Records from a dataset:
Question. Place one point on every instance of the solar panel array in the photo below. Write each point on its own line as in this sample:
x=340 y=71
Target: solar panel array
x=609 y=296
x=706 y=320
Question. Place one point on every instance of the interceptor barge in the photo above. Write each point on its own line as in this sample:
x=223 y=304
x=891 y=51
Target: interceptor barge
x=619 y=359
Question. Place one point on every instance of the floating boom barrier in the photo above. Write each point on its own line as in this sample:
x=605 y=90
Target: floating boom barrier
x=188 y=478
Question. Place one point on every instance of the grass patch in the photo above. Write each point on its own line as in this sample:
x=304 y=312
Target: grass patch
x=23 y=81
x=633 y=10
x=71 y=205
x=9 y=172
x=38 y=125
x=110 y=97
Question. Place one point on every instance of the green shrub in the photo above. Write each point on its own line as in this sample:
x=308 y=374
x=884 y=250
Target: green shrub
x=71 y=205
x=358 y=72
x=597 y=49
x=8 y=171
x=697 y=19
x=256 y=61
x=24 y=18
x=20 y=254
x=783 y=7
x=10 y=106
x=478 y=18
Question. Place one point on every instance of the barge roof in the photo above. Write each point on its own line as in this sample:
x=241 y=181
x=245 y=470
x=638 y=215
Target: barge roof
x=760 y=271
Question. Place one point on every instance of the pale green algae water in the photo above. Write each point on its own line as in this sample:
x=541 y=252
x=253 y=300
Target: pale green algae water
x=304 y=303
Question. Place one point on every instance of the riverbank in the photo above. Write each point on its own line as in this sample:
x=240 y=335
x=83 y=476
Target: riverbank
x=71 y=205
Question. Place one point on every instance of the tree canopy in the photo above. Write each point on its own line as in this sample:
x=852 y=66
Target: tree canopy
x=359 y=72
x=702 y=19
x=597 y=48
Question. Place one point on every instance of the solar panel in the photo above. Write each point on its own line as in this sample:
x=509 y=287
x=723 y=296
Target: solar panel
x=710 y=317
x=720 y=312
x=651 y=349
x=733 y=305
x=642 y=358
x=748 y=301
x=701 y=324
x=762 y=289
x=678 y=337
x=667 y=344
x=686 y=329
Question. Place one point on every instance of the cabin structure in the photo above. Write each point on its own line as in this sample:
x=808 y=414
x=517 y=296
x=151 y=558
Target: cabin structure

What to do
Starting at the line above that holds "Question. Place one point on every instance of the riverbank" and ending at the line that holds "x=723 y=296", transcribe each line exactly and include no other lines.

The answer
Question. Place one point on every instance of the riverbank in the photo above. Write each point on its own line as in this sample:
x=240 y=335
x=83 y=476
Target: riverbank
x=71 y=205
Question. Place one point on every instance of the tree canopy in the photo above. Write each point on its own line as in this sample:
x=852 y=66
Target: tree canopy
x=359 y=72
x=702 y=19
x=597 y=48
Question. Place one point on every instance of the solar panel in the photo above. Write each point on its own line as in this sample:
x=509 y=287
x=723 y=296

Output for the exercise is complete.